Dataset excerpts
═══

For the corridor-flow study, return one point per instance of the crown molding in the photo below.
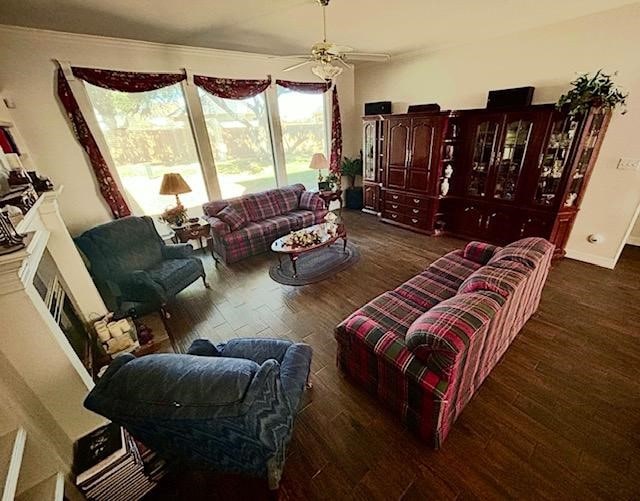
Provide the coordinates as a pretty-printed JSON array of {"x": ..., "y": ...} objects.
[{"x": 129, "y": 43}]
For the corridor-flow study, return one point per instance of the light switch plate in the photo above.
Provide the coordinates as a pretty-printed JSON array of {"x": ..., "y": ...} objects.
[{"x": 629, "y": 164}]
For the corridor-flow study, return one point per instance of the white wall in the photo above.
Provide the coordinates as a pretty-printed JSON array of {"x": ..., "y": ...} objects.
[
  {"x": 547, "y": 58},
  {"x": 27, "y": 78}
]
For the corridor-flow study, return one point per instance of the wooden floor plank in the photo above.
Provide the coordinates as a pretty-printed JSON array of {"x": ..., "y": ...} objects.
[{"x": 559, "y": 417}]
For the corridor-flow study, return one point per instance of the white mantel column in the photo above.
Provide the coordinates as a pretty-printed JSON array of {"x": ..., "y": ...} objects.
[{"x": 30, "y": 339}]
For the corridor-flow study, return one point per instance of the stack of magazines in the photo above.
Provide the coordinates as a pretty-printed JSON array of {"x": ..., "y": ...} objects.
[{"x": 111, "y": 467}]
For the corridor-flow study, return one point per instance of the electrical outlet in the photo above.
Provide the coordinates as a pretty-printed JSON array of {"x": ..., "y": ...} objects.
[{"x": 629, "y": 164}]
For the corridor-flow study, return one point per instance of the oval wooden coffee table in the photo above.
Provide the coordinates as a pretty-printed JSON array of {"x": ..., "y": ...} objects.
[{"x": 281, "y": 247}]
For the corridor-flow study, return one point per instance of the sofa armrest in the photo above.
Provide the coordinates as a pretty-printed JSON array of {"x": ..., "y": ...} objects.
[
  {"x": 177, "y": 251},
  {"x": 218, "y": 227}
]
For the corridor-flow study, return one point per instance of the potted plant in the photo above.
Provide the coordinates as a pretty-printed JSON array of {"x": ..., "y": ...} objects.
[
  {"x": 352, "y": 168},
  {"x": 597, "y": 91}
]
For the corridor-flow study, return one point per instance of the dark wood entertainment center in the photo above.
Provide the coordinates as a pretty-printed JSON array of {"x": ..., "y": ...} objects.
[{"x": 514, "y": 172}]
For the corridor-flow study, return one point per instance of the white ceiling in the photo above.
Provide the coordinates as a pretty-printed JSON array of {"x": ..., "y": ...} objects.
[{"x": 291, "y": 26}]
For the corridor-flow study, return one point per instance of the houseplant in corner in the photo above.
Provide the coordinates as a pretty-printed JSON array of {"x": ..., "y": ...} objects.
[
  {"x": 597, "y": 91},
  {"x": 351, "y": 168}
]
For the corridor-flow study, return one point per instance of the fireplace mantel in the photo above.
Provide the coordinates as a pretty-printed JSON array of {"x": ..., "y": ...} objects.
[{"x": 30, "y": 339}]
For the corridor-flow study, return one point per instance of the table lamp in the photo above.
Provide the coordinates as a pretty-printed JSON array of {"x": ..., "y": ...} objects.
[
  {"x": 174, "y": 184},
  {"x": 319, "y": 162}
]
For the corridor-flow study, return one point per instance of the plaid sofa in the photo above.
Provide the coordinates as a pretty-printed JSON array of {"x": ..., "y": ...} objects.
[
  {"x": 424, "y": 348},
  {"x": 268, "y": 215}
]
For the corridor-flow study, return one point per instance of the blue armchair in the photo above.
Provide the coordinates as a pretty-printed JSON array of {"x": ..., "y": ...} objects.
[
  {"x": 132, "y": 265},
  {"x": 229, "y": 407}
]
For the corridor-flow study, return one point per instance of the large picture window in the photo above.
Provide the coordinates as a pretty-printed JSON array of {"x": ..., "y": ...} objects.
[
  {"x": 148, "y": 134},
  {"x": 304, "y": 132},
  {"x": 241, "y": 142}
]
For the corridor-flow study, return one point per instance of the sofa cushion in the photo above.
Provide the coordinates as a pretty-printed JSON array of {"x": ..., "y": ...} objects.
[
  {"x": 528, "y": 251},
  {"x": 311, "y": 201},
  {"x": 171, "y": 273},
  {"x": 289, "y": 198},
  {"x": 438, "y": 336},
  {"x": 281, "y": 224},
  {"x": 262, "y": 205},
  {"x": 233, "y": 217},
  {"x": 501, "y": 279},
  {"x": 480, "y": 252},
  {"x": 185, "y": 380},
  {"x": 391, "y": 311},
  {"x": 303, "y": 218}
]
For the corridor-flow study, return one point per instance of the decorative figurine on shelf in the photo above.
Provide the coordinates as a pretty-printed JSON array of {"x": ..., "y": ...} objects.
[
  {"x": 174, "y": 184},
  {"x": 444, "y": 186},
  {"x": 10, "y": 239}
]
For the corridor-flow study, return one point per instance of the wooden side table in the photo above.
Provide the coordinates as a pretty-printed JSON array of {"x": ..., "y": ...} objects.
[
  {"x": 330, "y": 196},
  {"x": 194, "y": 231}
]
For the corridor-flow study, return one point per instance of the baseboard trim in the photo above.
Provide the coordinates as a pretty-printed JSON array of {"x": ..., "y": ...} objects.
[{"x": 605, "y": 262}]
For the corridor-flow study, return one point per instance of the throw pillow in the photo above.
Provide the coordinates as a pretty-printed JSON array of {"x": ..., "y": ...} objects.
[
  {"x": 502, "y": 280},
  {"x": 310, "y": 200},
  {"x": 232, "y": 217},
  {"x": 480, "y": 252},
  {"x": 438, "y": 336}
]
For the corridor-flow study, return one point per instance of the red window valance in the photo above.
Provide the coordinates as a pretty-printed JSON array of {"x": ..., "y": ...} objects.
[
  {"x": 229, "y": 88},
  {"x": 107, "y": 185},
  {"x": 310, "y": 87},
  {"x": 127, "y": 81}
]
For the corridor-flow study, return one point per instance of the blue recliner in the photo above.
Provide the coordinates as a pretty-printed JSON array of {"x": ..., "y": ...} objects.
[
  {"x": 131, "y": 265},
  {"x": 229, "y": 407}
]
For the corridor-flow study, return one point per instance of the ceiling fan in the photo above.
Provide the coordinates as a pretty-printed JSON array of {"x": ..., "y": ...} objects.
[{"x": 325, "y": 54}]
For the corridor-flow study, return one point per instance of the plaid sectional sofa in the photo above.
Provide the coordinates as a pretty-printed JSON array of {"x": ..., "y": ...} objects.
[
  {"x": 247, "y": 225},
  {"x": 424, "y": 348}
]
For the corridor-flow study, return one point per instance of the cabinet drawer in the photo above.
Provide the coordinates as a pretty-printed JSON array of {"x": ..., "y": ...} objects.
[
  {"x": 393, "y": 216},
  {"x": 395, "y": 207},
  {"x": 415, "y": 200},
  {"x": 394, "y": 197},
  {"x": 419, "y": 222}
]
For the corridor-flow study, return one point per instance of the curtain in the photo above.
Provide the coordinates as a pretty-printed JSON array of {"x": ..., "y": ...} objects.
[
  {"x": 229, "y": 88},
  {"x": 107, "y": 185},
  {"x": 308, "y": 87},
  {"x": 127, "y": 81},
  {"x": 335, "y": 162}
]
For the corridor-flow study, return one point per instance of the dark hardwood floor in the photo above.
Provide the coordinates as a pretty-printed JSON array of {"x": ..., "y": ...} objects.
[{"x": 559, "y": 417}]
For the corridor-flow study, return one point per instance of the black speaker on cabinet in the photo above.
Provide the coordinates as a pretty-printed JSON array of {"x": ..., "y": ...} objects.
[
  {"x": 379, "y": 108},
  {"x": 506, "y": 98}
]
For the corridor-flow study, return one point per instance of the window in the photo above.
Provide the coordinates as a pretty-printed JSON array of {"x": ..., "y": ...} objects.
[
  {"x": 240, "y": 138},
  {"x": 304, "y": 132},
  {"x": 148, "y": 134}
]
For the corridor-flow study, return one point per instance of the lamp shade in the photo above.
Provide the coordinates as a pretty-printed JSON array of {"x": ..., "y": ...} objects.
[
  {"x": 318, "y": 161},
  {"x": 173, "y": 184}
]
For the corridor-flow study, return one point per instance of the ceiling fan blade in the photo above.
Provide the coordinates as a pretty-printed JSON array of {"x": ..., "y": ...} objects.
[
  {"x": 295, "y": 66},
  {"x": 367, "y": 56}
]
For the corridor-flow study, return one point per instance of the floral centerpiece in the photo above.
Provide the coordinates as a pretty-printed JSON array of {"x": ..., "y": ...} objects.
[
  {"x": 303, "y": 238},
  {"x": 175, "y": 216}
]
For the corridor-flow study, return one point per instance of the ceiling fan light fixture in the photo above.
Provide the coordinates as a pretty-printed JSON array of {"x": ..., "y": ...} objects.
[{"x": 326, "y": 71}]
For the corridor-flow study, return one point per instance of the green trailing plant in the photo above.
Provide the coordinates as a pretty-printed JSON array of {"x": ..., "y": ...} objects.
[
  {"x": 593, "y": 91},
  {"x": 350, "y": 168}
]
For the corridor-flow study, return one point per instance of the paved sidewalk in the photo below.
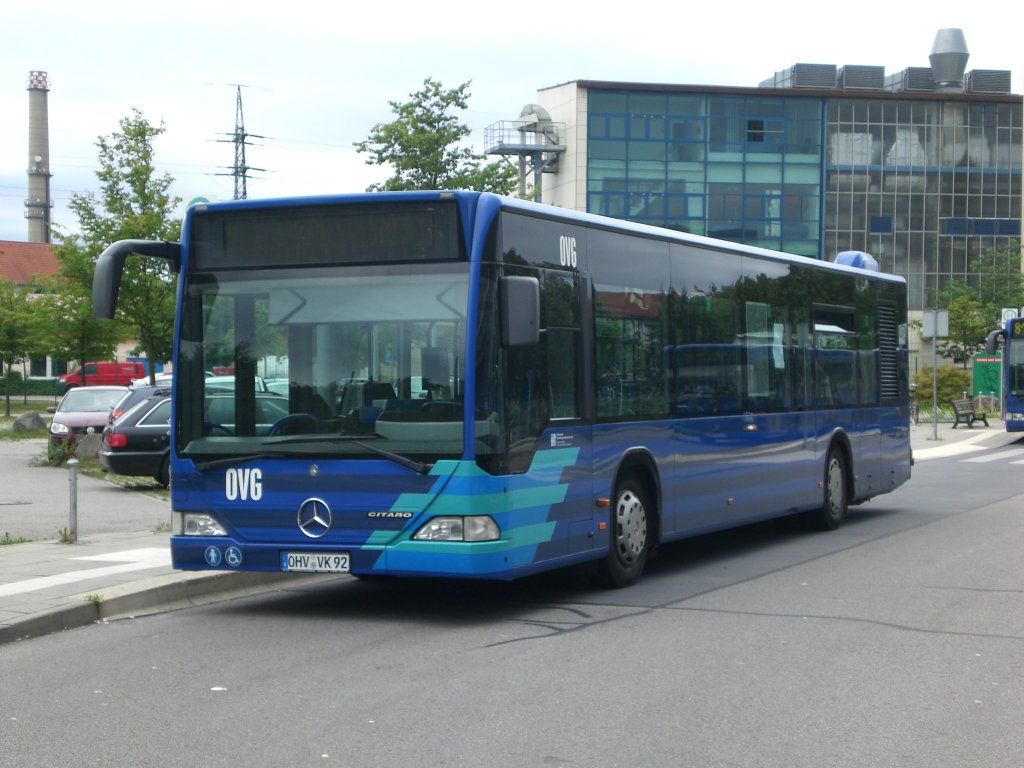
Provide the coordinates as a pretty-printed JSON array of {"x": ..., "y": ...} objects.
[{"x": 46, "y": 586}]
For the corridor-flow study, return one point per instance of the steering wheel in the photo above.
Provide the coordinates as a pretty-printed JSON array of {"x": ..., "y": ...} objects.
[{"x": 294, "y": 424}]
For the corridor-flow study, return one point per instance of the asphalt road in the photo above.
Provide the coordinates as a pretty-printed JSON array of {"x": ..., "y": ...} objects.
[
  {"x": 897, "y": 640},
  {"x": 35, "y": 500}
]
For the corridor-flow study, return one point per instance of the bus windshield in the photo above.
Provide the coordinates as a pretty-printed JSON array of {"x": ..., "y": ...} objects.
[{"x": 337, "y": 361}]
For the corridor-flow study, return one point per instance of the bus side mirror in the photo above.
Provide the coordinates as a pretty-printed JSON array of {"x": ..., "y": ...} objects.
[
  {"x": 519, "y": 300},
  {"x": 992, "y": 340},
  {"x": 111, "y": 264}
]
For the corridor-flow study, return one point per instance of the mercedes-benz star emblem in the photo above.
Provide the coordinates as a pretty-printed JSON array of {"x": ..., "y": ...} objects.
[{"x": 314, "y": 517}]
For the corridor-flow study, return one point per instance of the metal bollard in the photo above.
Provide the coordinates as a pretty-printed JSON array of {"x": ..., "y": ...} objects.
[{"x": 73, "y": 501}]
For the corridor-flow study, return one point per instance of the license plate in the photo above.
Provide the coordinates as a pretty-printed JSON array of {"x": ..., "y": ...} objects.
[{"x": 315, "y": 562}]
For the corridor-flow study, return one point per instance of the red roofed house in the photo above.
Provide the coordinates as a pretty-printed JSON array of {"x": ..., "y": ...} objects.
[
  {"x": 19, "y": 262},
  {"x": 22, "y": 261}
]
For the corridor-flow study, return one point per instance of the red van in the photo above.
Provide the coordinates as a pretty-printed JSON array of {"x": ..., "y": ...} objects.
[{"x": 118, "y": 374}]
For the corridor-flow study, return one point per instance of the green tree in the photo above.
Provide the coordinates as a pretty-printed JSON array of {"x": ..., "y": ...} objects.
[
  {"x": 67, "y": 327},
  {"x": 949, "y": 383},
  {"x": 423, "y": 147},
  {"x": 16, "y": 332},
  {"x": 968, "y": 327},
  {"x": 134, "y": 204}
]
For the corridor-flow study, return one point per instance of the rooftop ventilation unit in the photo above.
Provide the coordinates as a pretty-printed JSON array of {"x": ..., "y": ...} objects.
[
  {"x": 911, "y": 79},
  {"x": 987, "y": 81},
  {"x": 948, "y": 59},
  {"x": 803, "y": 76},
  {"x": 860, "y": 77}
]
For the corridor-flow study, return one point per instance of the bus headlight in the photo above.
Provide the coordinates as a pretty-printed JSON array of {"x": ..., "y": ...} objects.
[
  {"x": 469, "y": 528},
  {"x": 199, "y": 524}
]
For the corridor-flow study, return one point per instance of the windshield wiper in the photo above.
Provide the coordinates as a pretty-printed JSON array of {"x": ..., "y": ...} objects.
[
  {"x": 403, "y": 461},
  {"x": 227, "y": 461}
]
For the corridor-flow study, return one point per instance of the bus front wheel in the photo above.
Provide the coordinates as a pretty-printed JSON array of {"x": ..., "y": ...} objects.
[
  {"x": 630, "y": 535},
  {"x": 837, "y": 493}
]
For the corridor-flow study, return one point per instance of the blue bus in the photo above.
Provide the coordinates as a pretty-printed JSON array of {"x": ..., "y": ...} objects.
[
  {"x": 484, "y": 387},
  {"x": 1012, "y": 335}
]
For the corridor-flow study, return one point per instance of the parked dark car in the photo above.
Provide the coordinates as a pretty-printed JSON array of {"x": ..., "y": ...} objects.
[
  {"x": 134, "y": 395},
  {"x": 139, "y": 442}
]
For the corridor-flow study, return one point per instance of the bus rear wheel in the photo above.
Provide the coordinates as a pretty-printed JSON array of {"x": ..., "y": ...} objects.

═══

Work item ▸ Find all lines holding the word "floor" in the records above and copy them.

Result of this task ▸
For the corridor-flow study, return one point per instance of the wooden floor plank in the photo above.
For the corridor-flow study, return one point per instance of the dark hardwood floor in the photo above.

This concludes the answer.